-- start --

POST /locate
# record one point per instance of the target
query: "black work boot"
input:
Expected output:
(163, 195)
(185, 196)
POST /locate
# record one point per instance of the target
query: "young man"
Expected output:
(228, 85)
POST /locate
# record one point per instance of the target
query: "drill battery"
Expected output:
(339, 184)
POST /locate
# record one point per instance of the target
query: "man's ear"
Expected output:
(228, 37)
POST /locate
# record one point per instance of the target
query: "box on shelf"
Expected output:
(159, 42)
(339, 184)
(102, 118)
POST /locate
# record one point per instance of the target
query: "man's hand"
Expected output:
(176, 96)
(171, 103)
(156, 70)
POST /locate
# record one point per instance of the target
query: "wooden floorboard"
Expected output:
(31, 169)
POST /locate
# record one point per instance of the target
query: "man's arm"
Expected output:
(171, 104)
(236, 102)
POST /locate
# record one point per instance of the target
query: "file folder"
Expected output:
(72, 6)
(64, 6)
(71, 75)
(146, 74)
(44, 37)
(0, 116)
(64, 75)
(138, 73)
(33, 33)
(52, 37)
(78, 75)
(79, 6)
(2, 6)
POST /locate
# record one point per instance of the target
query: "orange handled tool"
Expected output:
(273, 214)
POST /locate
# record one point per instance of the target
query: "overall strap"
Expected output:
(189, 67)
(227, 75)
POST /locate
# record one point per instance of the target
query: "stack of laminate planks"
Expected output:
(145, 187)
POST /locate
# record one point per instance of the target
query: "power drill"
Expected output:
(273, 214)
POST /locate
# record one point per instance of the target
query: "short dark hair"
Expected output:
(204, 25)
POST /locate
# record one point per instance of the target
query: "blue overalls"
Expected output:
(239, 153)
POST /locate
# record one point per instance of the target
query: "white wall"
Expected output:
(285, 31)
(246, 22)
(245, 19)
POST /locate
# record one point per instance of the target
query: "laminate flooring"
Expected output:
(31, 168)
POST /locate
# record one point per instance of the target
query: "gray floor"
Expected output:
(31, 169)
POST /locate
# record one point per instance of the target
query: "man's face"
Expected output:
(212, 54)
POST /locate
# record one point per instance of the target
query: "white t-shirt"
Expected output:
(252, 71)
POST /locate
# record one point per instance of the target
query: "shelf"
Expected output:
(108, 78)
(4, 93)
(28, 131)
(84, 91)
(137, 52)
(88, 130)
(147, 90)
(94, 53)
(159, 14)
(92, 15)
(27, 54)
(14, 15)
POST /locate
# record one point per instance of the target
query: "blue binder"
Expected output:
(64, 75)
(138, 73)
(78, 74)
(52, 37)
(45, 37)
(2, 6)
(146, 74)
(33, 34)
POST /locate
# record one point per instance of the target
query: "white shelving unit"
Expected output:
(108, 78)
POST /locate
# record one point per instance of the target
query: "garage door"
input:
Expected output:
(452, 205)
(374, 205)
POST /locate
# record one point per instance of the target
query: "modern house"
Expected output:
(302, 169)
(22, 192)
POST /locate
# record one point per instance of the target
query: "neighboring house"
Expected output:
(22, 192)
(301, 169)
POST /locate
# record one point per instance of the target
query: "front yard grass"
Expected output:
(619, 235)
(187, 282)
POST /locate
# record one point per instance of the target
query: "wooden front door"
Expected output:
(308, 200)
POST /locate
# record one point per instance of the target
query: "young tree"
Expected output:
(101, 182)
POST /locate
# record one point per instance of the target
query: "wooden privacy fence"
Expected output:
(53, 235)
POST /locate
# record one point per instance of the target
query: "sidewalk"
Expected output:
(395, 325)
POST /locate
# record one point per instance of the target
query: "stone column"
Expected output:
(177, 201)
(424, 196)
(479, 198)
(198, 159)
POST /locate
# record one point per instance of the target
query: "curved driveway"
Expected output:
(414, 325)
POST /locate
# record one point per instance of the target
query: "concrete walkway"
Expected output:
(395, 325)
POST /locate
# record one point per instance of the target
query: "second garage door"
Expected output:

-- end --

### [WRITTEN EXERCISE]
Return the material exactly as it stands.

### [RESPONSE TO THIS EXERCISE]
POST /locate
# record one point per instance of the target
query: "black work boot"
input:
Expected output:
(163, 195)
(185, 196)
POST /locate
# record one point per instance of the target
query: "young man"
Expected output:
(228, 85)
POST /locate
# record one point per instance of the target
query: "drill battery"
Expected output:
(339, 184)
POST /locate
# record one point per instance of the target
query: "man's ear"
Expected output:
(228, 37)
POST /locate
# record one point per instance of the target
query: "box on shelf"
Expected output:
(159, 42)
(339, 184)
(102, 118)
POST /locate
# record one point per instance of the target
query: "man's hand"
Expected output:
(176, 96)
(171, 103)
(156, 70)
POST /locate
# record one point per instance of the target
query: "wooden floorboard"
Expected output:
(31, 169)
POST /locate
# record one point per instance of the target
query: "man's arm"
Expected output:
(171, 104)
(236, 102)
POST /locate
# record one point per instance of the target
query: "file folder"
Expected output:
(72, 6)
(64, 6)
(71, 75)
(146, 74)
(44, 37)
(0, 116)
(64, 75)
(138, 73)
(33, 33)
(52, 37)
(78, 75)
(79, 6)
(2, 6)
POST /locate
# record one point per instance of the target
query: "orange handled tool"
Expected output:
(273, 214)
POST /locate
# record one point per instance of the target
query: "overall strap"
Expected output:
(189, 67)
(227, 75)
POST /locate
# record one point per instance of the target
query: "stack of laminate planks"
Expected output:
(145, 187)
POST /locate
# record one point per instance of the target
query: "power drill"
Expected output:
(273, 214)
POST /locate
# record one point per instance of the target
query: "short dark hair"
Expected output:
(204, 25)
POST /locate
# record one point per instance of the target
query: "blue overalls"
Expected output:
(239, 153)
POST /locate
# record one point per instance of the target
query: "white wall"
Expected output:
(285, 31)
(246, 22)
(245, 19)
POST /locate
# record one point per instance of the target
query: "laminate flooring"
Expected output:
(31, 168)
POST /locate
# record one point per instance of the target
query: "gray floor"
Expected output:
(31, 169)
POST /locate
# record one point per instance of the target
query: "man's face"
Expected output:
(212, 54)
POST /locate
# record one point per instance of the target
query: "white t-shirt"
Expected output:
(252, 71)
POST /locate
# record one point per instance of the target
query: "shelf"
Expected output:
(108, 78)
(4, 93)
(28, 131)
(84, 91)
(137, 52)
(88, 130)
(147, 90)
(94, 53)
(159, 14)
(92, 15)
(27, 54)
(14, 15)
POST /locate
# record one point per instance of the target
query: "blue binder"
Expected output:
(64, 75)
(138, 73)
(78, 74)
(52, 37)
(45, 37)
(2, 6)
(146, 74)
(33, 34)
POST /locate
# record one point per instance of the target
query: "white shelving unit"
Expected output:
(108, 78)
POST /locate
# record one point per instance of the target
query: "garage door"
input:
Expected output:
(452, 205)
(374, 205)
POST /locate
# record one point per instance of the target
query: "modern house"
Expected output:
(302, 169)
(22, 192)
POST /locate
# record one point per instance of the target
query: "neighboring house"
Expected output:
(22, 192)
(301, 169)
POST /locate
# record one point per instance of the target
query: "front yard grass"
Expected output:
(619, 235)
(187, 282)
POST /locate
# record one point per instance of the target
query: "wooden front door"
Expected output:
(308, 200)
POST /locate
# record one point per instance of the target
query: "young tree"
Expected output:
(101, 182)
POST /locate
# record one point per instance of the target
query: "wooden privacy fence"
Expected output:
(53, 235)
POST /locate
# record one point per instance of the target
query: "sidewalk"
Expected output:
(395, 325)
POST /locate
# record one point per instance of the target
query: "stone column"
Expected output:
(177, 201)
(424, 196)
(479, 198)
(198, 159)
POST /locate
# record one point per instance of the target
query: "curved driveway"
Expected output:
(414, 325)
POST /locate
# record one point per instance of the target
query: "concrete walkway"
Expected output:
(395, 325)
POST /locate
# record one point per instance of the target
query: "second garage door"
Expected output:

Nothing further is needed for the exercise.